START EXCERPTED TEXT

A political lesson can also be drawn from some mediaeval sculptures of the fable, most notably on the Great Fountain in Perugia executed in 1278 by Nicola Pisano and his son Giovanni. Since Perugia was at that time an ally of Rome, a carving of the wolf suckling Remus is included there; but the wolf peers back over her shoulder towards two adjacent panels depicting the fables "The Wolf and the Lamb" and "The Wolf and the Stork". This hints at the political lesson that the friend might find an excuse to swallow its ally or at the very least would not reward its help.

Where sculptures of the fable are found in a church, a different symbolism is involved. Commenting on its appearance above a capital of the west door of Autun Cathedral, one scholar points out that what is in this instance a fox typifies the devil, and the crane is an emblem of Christian care and vigilance, ever active in saving souls from the jaws of hell. The crane must therefore be imagined as coming to the rescue, not of the fox, but of the bone. This religious meaning made the subject, according to the French architect Eugène Viollet-le-Duc, one of the commonest sculpted on buildings from the 12th to the 13th century, not simply in France, but elsewhere in Europe. The fable appears as one of many animal scenes in the borders of the 11th-century Bayeux Tapestry.

The subject continues to be featured in more modern times, as evidenced by its appearance on the St. Petersburg monument to Ivan Krylov (1855), as a bronze sculpture by Joseph Victor Chemin (1825–1901) in the Musée Jean de La Fontaine, and by Stefan Horota in Berlin's Treptower Park (1968). In Bangladesh, the story is adapted to native species, the tiger and crane or egret, and is found painted on rickshaw panels as illustrated above.

END EXCERPTED TEXT
START STUDY MATERIAL

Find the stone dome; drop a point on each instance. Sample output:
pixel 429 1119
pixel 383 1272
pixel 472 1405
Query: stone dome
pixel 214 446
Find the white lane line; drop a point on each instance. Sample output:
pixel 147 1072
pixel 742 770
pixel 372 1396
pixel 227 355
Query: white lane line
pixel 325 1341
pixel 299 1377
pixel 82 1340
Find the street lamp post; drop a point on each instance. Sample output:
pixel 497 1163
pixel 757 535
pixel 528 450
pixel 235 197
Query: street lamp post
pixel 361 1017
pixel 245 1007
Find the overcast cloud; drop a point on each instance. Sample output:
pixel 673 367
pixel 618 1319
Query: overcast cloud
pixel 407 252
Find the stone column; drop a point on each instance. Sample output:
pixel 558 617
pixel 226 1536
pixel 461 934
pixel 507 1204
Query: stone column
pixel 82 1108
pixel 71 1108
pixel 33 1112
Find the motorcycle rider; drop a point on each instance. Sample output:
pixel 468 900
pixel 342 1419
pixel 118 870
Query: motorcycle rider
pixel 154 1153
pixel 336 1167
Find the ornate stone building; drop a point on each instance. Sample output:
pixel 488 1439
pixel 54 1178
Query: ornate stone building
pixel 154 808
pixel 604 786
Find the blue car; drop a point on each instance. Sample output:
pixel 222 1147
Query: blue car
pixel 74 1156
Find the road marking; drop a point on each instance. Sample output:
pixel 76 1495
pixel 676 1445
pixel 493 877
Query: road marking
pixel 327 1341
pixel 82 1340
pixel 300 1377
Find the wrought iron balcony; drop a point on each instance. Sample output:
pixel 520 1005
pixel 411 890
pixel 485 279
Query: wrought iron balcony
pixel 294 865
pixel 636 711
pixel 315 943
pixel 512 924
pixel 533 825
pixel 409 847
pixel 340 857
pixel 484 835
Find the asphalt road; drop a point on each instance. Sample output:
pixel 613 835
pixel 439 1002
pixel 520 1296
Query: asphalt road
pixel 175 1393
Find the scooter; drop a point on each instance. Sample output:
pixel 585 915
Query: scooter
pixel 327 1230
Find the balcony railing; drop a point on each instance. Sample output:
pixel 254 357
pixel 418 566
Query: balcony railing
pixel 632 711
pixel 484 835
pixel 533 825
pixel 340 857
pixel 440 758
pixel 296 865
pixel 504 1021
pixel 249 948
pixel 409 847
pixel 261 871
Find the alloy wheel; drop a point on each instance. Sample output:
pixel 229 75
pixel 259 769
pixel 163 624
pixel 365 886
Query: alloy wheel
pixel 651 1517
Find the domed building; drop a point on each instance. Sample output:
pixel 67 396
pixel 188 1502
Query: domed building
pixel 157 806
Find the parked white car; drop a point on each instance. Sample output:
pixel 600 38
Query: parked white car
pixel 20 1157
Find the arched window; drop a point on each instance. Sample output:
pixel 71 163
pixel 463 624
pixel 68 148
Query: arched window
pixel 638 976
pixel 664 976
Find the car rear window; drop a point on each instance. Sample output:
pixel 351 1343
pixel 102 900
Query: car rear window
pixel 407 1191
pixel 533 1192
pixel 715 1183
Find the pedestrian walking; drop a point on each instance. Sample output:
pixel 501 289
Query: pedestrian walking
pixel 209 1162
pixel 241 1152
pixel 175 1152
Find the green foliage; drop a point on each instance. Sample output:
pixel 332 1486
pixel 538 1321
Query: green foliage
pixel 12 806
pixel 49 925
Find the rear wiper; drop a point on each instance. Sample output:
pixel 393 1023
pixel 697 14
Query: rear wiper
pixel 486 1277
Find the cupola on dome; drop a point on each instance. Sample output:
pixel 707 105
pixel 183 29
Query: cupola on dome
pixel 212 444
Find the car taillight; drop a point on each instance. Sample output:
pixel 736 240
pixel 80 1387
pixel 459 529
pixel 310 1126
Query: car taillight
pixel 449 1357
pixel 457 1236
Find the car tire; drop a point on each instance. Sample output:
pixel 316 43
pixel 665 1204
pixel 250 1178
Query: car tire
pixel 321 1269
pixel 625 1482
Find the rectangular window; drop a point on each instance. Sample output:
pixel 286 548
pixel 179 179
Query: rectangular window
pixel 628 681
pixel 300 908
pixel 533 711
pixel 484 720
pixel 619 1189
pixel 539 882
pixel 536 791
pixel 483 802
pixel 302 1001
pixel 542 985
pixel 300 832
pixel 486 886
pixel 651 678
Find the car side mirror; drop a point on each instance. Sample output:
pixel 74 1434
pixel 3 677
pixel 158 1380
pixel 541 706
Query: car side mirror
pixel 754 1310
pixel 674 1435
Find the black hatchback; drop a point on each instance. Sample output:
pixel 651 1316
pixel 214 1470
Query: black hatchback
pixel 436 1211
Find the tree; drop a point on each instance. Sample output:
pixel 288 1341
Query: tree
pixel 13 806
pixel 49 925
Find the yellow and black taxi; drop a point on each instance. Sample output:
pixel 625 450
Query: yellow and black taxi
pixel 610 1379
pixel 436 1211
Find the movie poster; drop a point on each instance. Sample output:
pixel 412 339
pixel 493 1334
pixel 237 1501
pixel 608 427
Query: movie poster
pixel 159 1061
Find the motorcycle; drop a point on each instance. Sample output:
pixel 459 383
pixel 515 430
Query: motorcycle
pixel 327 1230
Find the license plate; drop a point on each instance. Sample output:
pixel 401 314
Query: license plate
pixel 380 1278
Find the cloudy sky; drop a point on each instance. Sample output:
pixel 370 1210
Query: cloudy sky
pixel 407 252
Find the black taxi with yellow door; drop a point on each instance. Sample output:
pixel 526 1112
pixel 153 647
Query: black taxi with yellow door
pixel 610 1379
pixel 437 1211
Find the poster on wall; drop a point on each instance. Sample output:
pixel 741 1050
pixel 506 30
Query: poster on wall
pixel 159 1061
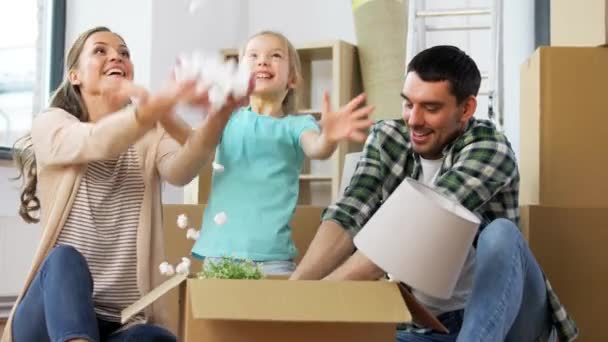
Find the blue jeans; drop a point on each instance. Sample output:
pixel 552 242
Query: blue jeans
pixel 58 306
pixel 509 298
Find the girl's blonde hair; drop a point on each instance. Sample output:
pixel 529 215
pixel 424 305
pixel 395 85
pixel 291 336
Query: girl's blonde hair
pixel 67 97
pixel 295 69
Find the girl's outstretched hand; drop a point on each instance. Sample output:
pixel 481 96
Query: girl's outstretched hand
pixel 349 122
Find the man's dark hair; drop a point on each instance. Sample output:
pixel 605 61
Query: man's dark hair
pixel 448 63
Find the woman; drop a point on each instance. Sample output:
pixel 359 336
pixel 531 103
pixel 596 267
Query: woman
pixel 98 163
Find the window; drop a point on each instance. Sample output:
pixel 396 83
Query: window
pixel 31 35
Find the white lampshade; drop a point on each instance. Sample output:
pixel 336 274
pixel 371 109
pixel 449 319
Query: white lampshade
pixel 420 237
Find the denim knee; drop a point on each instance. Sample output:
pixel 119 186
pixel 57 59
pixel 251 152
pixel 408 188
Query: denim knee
pixel 65 257
pixel 500 234
pixel 65 254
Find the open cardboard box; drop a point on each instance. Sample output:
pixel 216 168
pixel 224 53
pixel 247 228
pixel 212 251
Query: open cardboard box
pixel 267 310
pixel 282 310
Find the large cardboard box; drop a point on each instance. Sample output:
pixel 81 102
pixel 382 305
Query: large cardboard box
pixel 214 310
pixel 579 23
pixel 304 226
pixel 570 246
pixel 564 125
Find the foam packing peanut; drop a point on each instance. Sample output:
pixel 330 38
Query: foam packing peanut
pixel 217 167
pixel 193 234
pixel 221 78
pixel 183 267
pixel 220 218
pixel 166 269
pixel 182 221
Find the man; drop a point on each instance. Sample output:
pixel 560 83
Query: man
pixel 501 293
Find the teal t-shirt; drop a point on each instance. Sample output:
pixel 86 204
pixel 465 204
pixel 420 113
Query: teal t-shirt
pixel 258 189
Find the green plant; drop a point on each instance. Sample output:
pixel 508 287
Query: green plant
pixel 228 268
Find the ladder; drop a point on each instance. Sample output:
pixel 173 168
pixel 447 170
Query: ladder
pixel 492 78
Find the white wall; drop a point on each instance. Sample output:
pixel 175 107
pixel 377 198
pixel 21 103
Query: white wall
pixel 518 39
pixel 304 21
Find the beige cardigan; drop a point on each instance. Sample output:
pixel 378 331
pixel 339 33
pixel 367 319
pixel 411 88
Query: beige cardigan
pixel 63 145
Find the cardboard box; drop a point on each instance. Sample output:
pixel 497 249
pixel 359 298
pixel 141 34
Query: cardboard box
pixel 570 246
pixel 283 310
pixel 563 127
pixel 305 222
pixel 578 23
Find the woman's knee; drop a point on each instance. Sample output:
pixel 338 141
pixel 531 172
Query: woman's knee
pixel 65 258
pixel 65 254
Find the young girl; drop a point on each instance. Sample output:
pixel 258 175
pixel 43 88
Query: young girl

END STUDY MATERIAL

### PROBLEMS TO SOLVE
1: From the excerpted text, list every person it names as a maker of one of the sculptures described.
2: Answer these from the excerpted text:
(a) In what year was the Great Fountain in Perugia made?
(b) What does the fox above the west door capital at Autun Cathedral stand for?
(c) In which century was the Bayeux Tapestry made?
3: According to the excerpted text, why must the crane at Autun Cathedral be imagined as rescuing the bone rather than the fox?

### ANSWERS BY ITEM NUMBER
1: Nicola Pisano, Giovanni (his son), Joseph Victor Chemin, Stefan Horota

2:
(a) 1278
(b) The devil
(c) The 11th century

3: In this church carving, the fox stands for the devil, and the crane is a sign of Christian care and watchfulness, always working to save souls from the jaws of hell. So the crane saves what is in the devil's mouth, not the devil himself.